▶ _指示_
A - 粘性制震壁の文章によると、粘性制震壁はどの特許で発明されたか。
B - 粘性制震壁の文章から、「これに対して壁形状の粘性制震」と「装置としても利用されている。」の間を、両端を含めてそのまま書き写してください。
C - 粘性制震壁の文章の続きを、最後の文の後から書き進めよ。

━━━━━ 提示文 ━━━━━

本発明は、構造物の振動エネルギー吸収能力を高めて減衰性能の高い構造物とすることによって、構造物の耐震安全性を向上させると共に、風や交通振動、その他の動的外力によって発生する構造物の振動を効果的に抑制できる制震・制振構造物および免震構造物を実現する減衰装置の内、特に「粘性制震壁」に関するものである。
建築物や工作物・塔状構造物など各種の構造物の耐震安全性を高め、また風その他の動的外力による構造物の振動を抑制して居住性能を改善するために、構造物にエネルギー吸収装置(以下、「減衰装置」と表現する場合もある)を取付け、構造物の減衰性能を高める方法が開発・実用化されている。これまでに実用化されている建築構造物用の代表的な減衰装置としては、鋼材や鉛の塑性変形を利用する金属履歴ダンパー、高減衰ゴムや粘弾性材料を利用する粘弾性ダンパー、オイルダンパーや壁形状箱の内部に粘性流体を封入した粘性減衰壁「粘性制震壁」などの粘性ダンパーなどがある。
これらの制震(制振)ダンパーの内、設計上の取り扱いが易しく、使用性・経済性等の観点からも実用的と考えられている鋼材履歴ダンパーは、その採用実績も多いが、2011年の東北地方太平洋沖地震(Mw9.0)の経験から、制振構造物としての効果があまり明瞭に認められたものは殆どなく、また10分以上も長時間続く長周期地震動に対しては、その疲労特性に不安がるあることが指摘されている。この課題は、地震だけでなく、大型台風の直撃を受けた場合、特にその速度が遅い場合には数時間以上も暴風圏内にあることが考えられ、従来から指摘されている問題である。
この金属履歴系ダンパーに対して、疲労特性および構造物の応答抑制効果という観点から、速度に比例した抵抗力を発揮する粘性系ダンパーが優れていると考えられている。粘性ダンパーの中でも、シリンダー形状のオイルダンパーは、温度依存性が小さく、設計・解析上の扱いも易しいという利点を有しており、近年その採用事例が急速に増加してきたが、作動時には高い内部圧力を発生するため内部流体の漏れの危険性があり、長期間に渡るシーリング(漏れ防止)性能に不安がある。また近年実施された実物装置の動的振動台実験によると、急速な負圧側の動きでオイルが気化し、変位が逆転するとかなり大きな振幅に渡って圧縮側の抵抗力が発生せず、ダンパー機能が大きく低下する現象が生じることが報告され、オイルダンパーは大きな問題を有していることが明らかになっている。
これに対して壁形状の粘性制震壁は、極めて単純な構成の粘性系ダンパーであり、オイルダンパーのように精密な機械装置部分を有していないので、メンテナンスフリーで長期耐久性に優れ、作動信頼性が高く、構造物に高い粘性減衰性能を付与できるという特長を有している。阪神大震災以降、高層建物を中心にして採用事例が徐々に増加してきており、また免震構造の減衰装置としても利用されている。
粘性制震壁は特許第1577568号(特許文献1参照)で発明され、開発実用化された後、以下に示す部分的な改良(特許文献2〜6参照)等がなされて今日に至っている。

━━━━━ 資料 ━━━━━

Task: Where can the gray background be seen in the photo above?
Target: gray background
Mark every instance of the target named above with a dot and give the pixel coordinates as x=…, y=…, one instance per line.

━━━━━

▶ _結果_
A - 特許第1577568号。

B -
これに対して壁形状の粘性制震壁は、極めて単純な構成の粘性系ダンパーであり、オイルダンパーのように精密な機械装置部分を有していないので、メンテナンスフリーで長期耐久性に優れ、作動信頼性が高く、構造物に高い粘性減衰性能を付与できるという特長を有している。阪神大震災以降、高層建物を中心にして採用事例が徐々に増加してきており、また免震構造の減衰装置としても利用されている。

C -
特公平02−001947号公報 特開平11−071935号公報 特開2000−220318号公報 特開2001−132265号公報 特開2007−009452号公報 特開2010−255302号公報
しかし、既知の従来技術には、次のような解決すべき課題が残されていた。
粘性制震壁の第一課題は、粘性減衰壁の力学特性の安定化に関するものである。粘性制震壁は、粘性流体のせん断抵抗を基本原理にしており、外壁鋼板で構成されている粘性流体の貯留槽内を内壁鋼板が水平移動する。この時、内壁鋼板の前面は粘性流体を押しのけるため粘性流体が貯留部上部に盛り上がり抵抗力が上昇する。
一方、内壁鋼板の後面では内壁鋼板の移動により負圧を生じて隙間が発生する。粘性流体はこの隙間を埋めようとするが、粘度が高いために粘性流体の流動が追いつかず、大きな窪みが生じて有効面積が減少し、その後内壁鋼板が戻って来る時に粘性流体が不足して抵抗力が低下したり、時には空気泡を巻き込み、これを内壁鋼板が押しつぶして大きな破裂音が生じる場合がある等、特に大振幅の振動が繰り返される場合の抵抗力の安定に改善すべき問題がある。
また、内壁鋼板の前面では高い圧力が発生するために、内壁鋼板と外壁鋼板間の間隔(粘性流体の層厚さ)が拡がって、抵抗力低下の原因となっている。
特にマグニチュ−ド8〜9という大規模地震時には継続時間が長く、長時間・多数回の繰り返し加力を受けることになるので、多数回繰り返しによる抵抗力の低下問題が顕著になりやすい。
本発明は、上記の課題を解決するためになされたもので、構造物用の優れた減衰装置である粘性制震壁の性能発現を更に安定化し、信頼性の高い粘性減衰装置を提供することを目的とする。
以下の構成はそれぞれ上記の課題を解決するための手段である。
〈構成1〉
建築物およびその他の構造物の上階と下階を結ぶ壁部材であり、
前記下階の床スラブまたは梁もしくは梁上の連結部材に固定された複数枚の立ち上がり壁板を平行に立ち上げ、前記複数枚の立ち上がり壁板の各端部を塞いで箱状壁体を構成し、前記上階の床スラブまたは梁もしくは前記連結部材に固定された1枚以上の垂下壁板を、前記箱状壁体内の前記立ち上がり壁板間に挿入し、前記立ち上がり壁板と前記垂下壁板の隙間に粘性流体が充填されている粘性制震壁において、
両外壁面を構成する前記複数枚の立ち上がり壁板の平面両端部に、前記箱状壁体の中央部幅(厚さ方向の長さ)よりも大きな幅を有する鉛直方向の液溜まり部を有しており、
前記下階側に固定された、前記立ち上がり壁板の長さよりも、前記上階側に固定された前記垂下壁板の長さを長くしていることを特徴とする粘性制震壁。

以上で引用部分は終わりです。